╭─ LISTED ENTRIES

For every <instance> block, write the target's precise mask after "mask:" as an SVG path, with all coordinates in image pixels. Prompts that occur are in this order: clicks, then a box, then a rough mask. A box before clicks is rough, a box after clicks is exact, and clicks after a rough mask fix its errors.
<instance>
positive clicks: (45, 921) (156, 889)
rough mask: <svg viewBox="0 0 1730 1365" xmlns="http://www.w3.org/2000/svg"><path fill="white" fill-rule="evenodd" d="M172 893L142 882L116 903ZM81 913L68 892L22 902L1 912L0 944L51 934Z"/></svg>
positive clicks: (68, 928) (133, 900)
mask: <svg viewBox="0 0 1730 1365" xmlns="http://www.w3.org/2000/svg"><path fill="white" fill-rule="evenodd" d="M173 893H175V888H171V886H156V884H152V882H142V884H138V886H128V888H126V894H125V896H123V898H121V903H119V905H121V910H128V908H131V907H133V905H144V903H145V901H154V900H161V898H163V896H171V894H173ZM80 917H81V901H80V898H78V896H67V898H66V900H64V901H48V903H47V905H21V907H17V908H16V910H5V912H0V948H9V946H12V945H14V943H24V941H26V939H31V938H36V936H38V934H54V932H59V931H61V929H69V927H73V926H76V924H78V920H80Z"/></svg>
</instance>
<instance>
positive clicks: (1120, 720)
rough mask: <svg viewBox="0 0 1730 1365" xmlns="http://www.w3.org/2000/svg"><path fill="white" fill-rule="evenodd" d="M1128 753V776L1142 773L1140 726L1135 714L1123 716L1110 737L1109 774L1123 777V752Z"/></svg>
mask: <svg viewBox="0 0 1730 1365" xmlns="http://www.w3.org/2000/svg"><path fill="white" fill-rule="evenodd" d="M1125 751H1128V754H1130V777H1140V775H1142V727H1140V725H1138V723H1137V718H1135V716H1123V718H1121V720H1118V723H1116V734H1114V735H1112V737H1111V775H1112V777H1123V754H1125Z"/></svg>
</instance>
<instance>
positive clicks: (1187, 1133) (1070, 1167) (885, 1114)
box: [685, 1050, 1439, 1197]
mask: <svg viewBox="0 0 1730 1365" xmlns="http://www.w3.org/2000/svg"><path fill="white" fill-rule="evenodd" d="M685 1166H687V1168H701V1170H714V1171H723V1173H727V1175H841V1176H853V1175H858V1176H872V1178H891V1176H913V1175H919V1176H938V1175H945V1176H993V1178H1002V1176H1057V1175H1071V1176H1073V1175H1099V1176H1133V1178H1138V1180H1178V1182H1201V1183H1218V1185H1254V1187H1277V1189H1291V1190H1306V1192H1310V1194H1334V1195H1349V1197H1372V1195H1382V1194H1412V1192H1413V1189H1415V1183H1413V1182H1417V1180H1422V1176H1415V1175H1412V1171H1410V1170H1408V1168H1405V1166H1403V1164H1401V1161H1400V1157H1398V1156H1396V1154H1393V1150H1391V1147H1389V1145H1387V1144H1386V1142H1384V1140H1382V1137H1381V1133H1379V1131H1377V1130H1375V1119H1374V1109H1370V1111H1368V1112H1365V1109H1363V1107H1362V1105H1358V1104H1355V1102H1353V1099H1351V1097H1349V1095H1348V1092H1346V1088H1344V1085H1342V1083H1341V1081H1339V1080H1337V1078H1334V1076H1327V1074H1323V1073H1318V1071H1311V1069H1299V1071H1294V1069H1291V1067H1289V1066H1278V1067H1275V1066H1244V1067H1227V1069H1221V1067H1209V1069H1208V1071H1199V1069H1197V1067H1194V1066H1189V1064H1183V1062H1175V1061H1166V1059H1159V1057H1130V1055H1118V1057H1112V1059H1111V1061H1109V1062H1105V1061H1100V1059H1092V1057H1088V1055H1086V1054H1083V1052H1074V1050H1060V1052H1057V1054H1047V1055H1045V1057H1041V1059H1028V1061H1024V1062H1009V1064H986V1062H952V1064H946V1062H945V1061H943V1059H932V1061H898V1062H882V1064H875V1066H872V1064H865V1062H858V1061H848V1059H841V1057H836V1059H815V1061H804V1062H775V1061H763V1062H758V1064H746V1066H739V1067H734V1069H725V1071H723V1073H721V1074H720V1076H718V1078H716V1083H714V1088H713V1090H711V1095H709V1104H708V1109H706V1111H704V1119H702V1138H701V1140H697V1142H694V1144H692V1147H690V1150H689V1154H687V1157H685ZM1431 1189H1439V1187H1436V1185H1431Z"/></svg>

╰─

--- YOUR ASSIGNMENT ---
Could you give the data again, word for word?

--- ANSWER FOR THE TASK ---
For every <instance> block, write the target's precise mask after "mask:" as an SVG path, with all coordinates in image pixels. Prompts that occur are in this order: clicks, then a box, then a rough mask. A box before clicks is rough, a box after clicks is exact, and clicks after a rough mask fix its errors.
<instance>
positive clicks: (45, 921) (156, 889)
rough mask: <svg viewBox="0 0 1730 1365" xmlns="http://www.w3.org/2000/svg"><path fill="white" fill-rule="evenodd" d="M172 893L142 882L116 903ZM81 913L68 892L22 902L1 912L0 944L51 934Z"/></svg>
positive clicks: (68, 928) (133, 900)
mask: <svg viewBox="0 0 1730 1365" xmlns="http://www.w3.org/2000/svg"><path fill="white" fill-rule="evenodd" d="M173 893H175V888H171V886H156V884H152V882H142V884H138V886H128V888H126V894H125V896H123V898H121V903H119V905H121V910H128V908H131V907H133V905H144V903H145V901H154V900H161V898H163V896H171V894H173ZM80 917H81V901H80V898H78V896H67V898H66V900H64V901H48V903H47V905H21V907H17V908H16V910H5V912H0V948H9V946H12V945H14V943H24V941H26V939H31V938H36V936H38V934H54V932H59V931H61V929H69V927H73V926H76V924H78V920H80Z"/></svg>
</instance>
<instance>
positive clicks: (1120, 720)
rough mask: <svg viewBox="0 0 1730 1365" xmlns="http://www.w3.org/2000/svg"><path fill="white" fill-rule="evenodd" d="M1128 753V776L1142 773L1140 726L1135 714L1123 716L1110 737L1109 774L1123 777V752Z"/></svg>
mask: <svg viewBox="0 0 1730 1365" xmlns="http://www.w3.org/2000/svg"><path fill="white" fill-rule="evenodd" d="M1125 751H1128V754H1130V777H1140V775H1142V727H1140V725H1138V723H1137V718H1135V716H1123V718H1121V720H1118V723H1116V734H1114V735H1112V737H1111V775H1112V777H1123V754H1125Z"/></svg>
</instance>
<instance>
positive clicks: (1187, 1133) (1070, 1167) (885, 1114)
box: [685, 1050, 1439, 1197]
mask: <svg viewBox="0 0 1730 1365" xmlns="http://www.w3.org/2000/svg"><path fill="white" fill-rule="evenodd" d="M685 1166H687V1168H701V1170H714V1171H723V1173H727V1175H841V1176H853V1175H858V1176H872V1178H891V1176H913V1175H919V1176H938V1175H945V1176H993V1178H1002V1176H1057V1175H1071V1176H1073V1175H1099V1176H1133V1178H1138V1180H1178V1182H1201V1183H1218V1185H1254V1187H1277V1189H1291V1190H1306V1192H1310V1194H1334V1195H1349V1197H1372V1195H1382V1194H1412V1192H1413V1189H1415V1183H1413V1182H1417V1180H1422V1176H1415V1175H1412V1171H1410V1170H1408V1168H1405V1166H1403V1164H1401V1161H1400V1157H1398V1156H1396V1154H1393V1150H1391V1147H1389V1145H1387V1144H1386V1142H1384V1140H1382V1137H1381V1133H1379V1131H1377V1130H1375V1119H1374V1109H1370V1111H1368V1112H1365V1109H1363V1107H1362V1105H1358V1104H1355V1102H1353V1099H1351V1097H1349V1095H1348V1092H1346V1088H1344V1085H1342V1083H1341V1081H1339V1080H1337V1078H1334V1076H1327V1074H1323V1073H1318V1071H1311V1069H1299V1071H1294V1069H1291V1067H1289V1066H1278V1067H1275V1066H1244V1067H1227V1069H1221V1067H1209V1069H1208V1071H1199V1069H1197V1067H1194V1066H1189V1064H1183V1062H1175V1061H1166V1059H1159V1057H1130V1055H1118V1057H1112V1059H1111V1061H1109V1062H1105V1061H1100V1059H1092V1057H1088V1055H1086V1054H1083V1052H1074V1050H1060V1052H1057V1054H1047V1055H1045V1057H1041V1059H1028V1061H1024V1062H1009V1064H986V1062H952V1064H946V1062H945V1061H943V1059H932V1061H898V1062H882V1064H875V1066H872V1064H865V1062H858V1061H848V1059H841V1057H836V1059H815V1061H804V1062H775V1061H763V1062H758V1064H746V1066H739V1067H734V1069H725V1071H723V1073H721V1074H720V1076H718V1078H716V1083H714V1088H713V1090H711V1095H709V1104H708V1109H706V1111H704V1119H702V1138H701V1140H697V1142H694V1144H692V1147H690V1150H689V1154H687V1157H685ZM1431 1189H1439V1187H1436V1185H1431Z"/></svg>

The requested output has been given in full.